Document extract =
= = = =

This decision, while rooted in agricultural procurement, is fundamentally about geopolitics and economic leverage.

The backstory begins with mounting pressure from the U.S. government regarding its significant trade deficit with Bangladesh.

As of 2024, Bangladesh exported goods worth over $8 billion to the United States largely in the form of ready-made garments (RMG) – but imported just over $2 billion worth of goods in return.

This growing imbalance triggered frustration in Washington, particularly under the Trump administration’s “America First” economic policy, which emphasized reciprocal trade.

In early 2025, the U.S. threatened to impose up to 35% tariffs on Bangladeshi exports, a move that would severely impact the country’s garment sector, which employs millions and accounts for over 80% of its export earnings.

Bangladesh has taken a proactive approach by increasing its imports from the U.S. across several strategic sectors, including agriculture, aviation, and energy.

One of the most high-profile steps was the approval of U.S. wheat imports under a five-year government-to-government memorandum of understanding (MoU), signed in July 2025.

Under this agreement, Bangladesh will import up to 700,000 metric tons
of U.S. wheat annually.

The first phase includes the procurement of 220,000 metric tons at prices ranging from $302.75 to $308 per ton notably higher than wheat sourced from the Black Sea region.

According to a Reuters report published on October 7, 2025, the wheat deal is part of a broader effort by Bangladesh to demonstrate goodwill toward the United States and gain leverage in ongoing trade talks.

Citing a senior commerce ministry official, the report explains that Bangladesh believes these imports could play a role in reducing U.S. pressure to impose steep tariffs.

The same official confirmed that the wheat shipment would come from Corpus Christi, Texas, and is expected to arrive at Chattogram Port by mid-October.

In parallel, Bangladesh has also placed a $3 billion order for 25 Boeing aircraft and expanded its imports of U.S. cotton and soybean oil – further emphasizing its intent to close the trade gap.

= = = =

Requirement A = Could you return the part of the passage on Bangladesh's trade with the U.S. starting at "Bangladesh has taken" and ending at "aviation, and energy."?
Requirement B = How many lines of the records contain the word "ceiling"? Give the number and nothing else.
The records that come next have no connection to the passage on Bangladesh's trade with the U.S.

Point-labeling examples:
= = = =

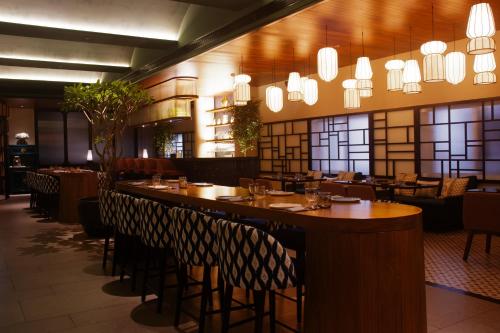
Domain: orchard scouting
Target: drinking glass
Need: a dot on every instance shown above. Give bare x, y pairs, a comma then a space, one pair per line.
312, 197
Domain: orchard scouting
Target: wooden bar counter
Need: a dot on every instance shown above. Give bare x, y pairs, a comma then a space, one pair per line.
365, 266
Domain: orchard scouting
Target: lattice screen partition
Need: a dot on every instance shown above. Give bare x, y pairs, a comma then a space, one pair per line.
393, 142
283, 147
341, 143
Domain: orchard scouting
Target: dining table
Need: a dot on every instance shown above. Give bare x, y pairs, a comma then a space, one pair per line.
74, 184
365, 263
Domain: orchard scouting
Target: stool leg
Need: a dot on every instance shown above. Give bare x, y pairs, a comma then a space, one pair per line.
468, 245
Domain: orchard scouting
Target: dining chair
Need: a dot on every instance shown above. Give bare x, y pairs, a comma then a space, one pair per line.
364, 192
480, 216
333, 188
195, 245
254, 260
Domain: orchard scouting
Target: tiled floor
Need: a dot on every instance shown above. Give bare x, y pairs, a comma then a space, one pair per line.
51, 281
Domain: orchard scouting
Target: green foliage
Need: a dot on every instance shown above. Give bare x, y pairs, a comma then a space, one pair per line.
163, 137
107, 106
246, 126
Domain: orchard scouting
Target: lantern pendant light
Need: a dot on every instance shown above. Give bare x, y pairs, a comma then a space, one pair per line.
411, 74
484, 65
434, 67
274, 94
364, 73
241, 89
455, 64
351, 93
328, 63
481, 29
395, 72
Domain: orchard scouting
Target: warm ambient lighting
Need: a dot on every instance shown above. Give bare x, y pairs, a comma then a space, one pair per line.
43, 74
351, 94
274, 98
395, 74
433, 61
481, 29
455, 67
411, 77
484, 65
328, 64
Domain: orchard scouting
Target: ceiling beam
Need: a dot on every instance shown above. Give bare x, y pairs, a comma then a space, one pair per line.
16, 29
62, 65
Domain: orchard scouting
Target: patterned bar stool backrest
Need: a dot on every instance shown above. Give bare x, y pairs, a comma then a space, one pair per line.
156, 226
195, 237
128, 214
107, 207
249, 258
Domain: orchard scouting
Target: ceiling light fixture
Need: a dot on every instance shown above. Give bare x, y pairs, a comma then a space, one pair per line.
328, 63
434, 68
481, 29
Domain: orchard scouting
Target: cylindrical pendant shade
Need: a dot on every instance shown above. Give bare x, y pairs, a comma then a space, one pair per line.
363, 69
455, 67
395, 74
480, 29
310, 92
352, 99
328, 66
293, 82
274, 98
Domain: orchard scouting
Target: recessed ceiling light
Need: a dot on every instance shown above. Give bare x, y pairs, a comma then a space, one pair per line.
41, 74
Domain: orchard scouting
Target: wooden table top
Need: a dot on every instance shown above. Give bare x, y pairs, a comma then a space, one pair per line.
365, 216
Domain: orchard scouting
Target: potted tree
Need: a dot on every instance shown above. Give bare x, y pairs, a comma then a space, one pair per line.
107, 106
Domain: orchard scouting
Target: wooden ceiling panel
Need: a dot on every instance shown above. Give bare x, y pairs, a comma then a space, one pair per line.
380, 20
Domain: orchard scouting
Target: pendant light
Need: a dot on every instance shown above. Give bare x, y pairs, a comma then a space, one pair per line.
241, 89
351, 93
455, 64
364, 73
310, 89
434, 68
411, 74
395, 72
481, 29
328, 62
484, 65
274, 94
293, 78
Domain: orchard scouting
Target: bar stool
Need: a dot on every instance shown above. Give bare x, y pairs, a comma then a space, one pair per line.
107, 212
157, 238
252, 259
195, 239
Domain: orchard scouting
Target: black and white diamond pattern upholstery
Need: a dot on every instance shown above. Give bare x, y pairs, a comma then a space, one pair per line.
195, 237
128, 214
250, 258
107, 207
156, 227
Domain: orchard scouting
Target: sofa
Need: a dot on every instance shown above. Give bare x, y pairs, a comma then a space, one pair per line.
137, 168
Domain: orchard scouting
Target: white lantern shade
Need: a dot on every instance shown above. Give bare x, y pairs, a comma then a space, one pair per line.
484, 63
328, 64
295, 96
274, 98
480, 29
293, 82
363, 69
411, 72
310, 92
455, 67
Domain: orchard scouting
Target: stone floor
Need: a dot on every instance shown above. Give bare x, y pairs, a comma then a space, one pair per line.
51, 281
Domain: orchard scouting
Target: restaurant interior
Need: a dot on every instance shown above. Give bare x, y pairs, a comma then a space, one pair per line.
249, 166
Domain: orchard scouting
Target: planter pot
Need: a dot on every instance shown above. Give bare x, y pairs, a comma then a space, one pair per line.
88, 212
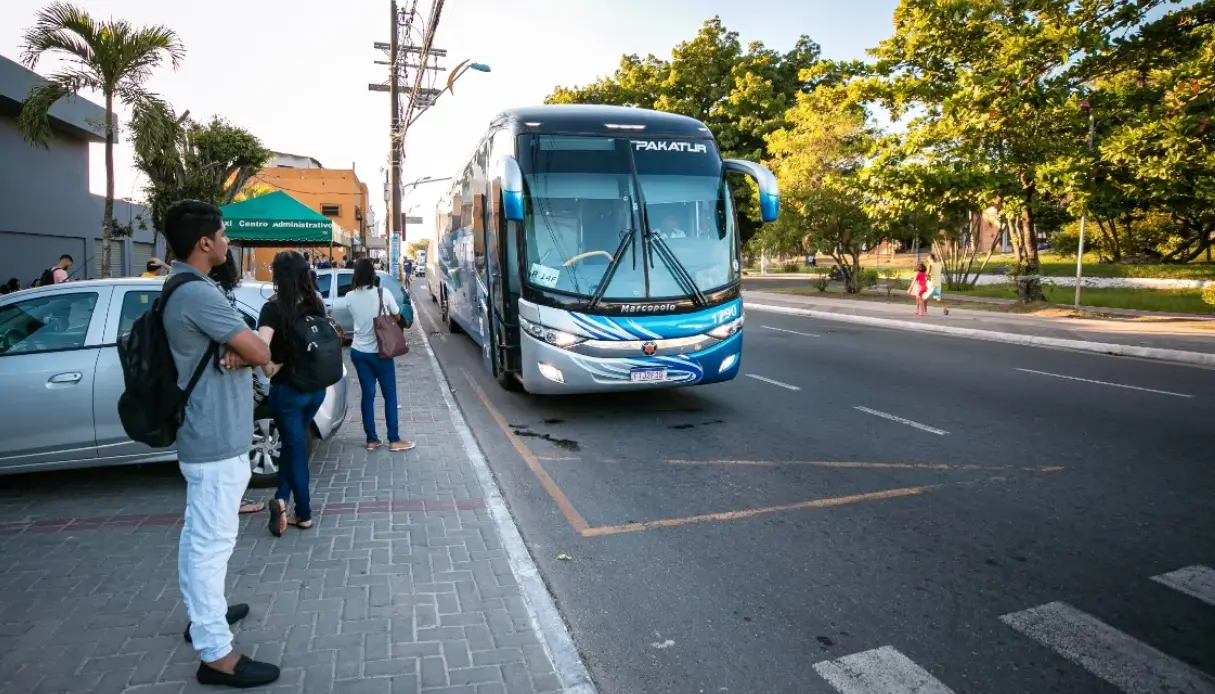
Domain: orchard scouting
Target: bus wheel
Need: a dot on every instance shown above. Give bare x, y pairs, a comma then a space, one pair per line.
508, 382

= = = =

Expected answer A =
Bangladesh has taken a proactive approach by increasing its imports from the U.S. across several strategic sectors, including agriculture, aviation, and energy.

Expected answer B = 4